- Uit te voeren
Neem uit het materiaal woordelijk de regels over vanaf de regel met "Place one keypoint per instance of the orange" tot en met de regel met "Target: pond water". Geef uitsluitend die regels weer.

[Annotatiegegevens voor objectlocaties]
───

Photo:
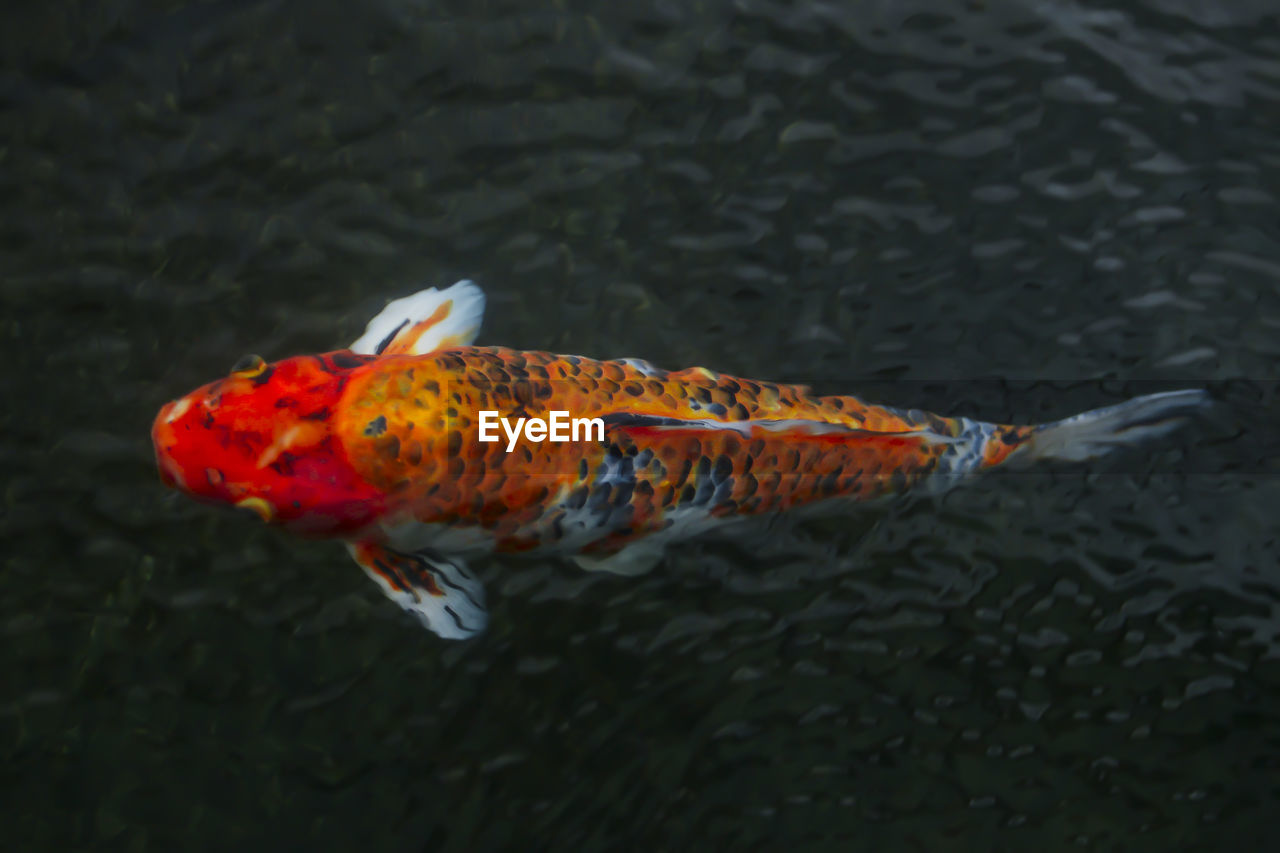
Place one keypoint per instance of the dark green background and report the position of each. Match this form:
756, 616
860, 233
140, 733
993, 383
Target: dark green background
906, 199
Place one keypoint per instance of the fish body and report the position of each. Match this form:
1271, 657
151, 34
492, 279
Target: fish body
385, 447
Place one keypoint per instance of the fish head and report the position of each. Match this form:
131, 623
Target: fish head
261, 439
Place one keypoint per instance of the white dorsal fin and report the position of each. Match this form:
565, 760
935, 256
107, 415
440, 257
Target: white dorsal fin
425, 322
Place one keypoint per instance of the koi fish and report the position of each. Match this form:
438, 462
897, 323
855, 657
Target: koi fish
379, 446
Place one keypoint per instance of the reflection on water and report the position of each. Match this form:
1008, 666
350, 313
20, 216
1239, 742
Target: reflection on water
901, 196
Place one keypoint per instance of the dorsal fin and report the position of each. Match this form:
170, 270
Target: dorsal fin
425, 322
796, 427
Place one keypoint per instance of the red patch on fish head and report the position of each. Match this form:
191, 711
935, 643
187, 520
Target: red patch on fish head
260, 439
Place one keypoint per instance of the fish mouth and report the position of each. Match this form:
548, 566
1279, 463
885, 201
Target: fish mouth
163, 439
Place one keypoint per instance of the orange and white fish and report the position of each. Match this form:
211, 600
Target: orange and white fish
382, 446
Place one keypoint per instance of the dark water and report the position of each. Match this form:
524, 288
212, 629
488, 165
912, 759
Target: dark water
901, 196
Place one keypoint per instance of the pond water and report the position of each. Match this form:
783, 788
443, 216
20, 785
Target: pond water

───

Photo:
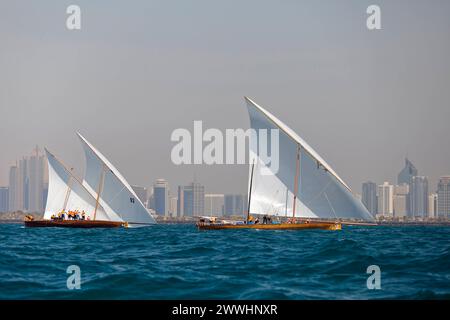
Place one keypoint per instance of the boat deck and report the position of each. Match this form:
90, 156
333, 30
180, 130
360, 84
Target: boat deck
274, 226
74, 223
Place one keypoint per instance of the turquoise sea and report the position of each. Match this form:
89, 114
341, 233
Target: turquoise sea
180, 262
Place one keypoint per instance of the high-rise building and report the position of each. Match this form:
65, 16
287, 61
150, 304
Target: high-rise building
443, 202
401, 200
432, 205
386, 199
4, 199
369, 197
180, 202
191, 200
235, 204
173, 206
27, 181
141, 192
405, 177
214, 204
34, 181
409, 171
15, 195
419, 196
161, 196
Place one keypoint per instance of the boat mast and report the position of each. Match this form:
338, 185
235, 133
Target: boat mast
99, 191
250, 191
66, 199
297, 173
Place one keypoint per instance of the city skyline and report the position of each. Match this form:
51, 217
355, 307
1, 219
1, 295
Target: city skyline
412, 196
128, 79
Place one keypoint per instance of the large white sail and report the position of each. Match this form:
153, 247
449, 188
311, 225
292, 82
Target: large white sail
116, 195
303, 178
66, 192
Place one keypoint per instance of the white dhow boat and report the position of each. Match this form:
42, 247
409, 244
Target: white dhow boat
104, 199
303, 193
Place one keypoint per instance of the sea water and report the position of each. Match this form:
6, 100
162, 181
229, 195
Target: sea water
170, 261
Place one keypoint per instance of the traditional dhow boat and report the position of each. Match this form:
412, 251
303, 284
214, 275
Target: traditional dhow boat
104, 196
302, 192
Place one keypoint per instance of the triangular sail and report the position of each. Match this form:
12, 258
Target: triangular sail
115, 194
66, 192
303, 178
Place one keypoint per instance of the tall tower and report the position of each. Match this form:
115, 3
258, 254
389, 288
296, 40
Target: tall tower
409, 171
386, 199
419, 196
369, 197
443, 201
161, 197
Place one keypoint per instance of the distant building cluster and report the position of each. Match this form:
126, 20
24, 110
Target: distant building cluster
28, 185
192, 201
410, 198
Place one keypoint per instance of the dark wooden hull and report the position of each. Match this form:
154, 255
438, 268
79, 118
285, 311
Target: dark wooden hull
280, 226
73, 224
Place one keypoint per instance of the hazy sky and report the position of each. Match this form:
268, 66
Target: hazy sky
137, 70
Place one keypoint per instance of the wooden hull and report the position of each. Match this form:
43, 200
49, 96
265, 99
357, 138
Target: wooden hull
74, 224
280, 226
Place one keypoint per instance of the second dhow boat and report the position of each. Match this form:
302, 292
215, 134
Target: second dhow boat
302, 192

───

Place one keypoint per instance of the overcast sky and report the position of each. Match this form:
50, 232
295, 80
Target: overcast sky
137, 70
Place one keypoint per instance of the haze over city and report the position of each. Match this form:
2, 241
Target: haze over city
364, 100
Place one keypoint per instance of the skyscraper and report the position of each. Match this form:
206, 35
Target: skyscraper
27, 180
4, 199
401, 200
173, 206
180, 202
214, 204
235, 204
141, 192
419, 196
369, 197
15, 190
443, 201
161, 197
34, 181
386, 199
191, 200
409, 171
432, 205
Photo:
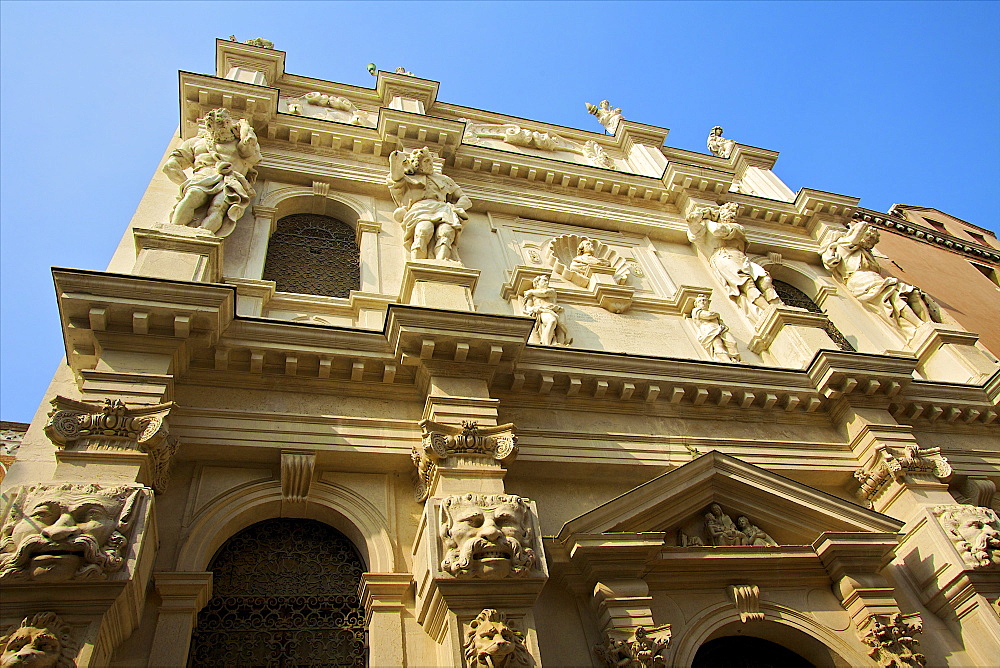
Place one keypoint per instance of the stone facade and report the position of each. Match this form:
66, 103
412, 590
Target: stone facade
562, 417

───

- Uitwerking
Place one keypoint per instance of the orange and white fish and report the position of each. Match this form:
211, 600
Target: orange and white fish
382, 446
Place one keypoint per instance of the dark water and report the position of each. Match this form:
524, 288
212, 629
488, 165
912, 759
Target: dark water
901, 196
Place one keypoint per instance of the pond water and report the position of each. Match this form:
783, 788
443, 216
20, 785
Target: pond water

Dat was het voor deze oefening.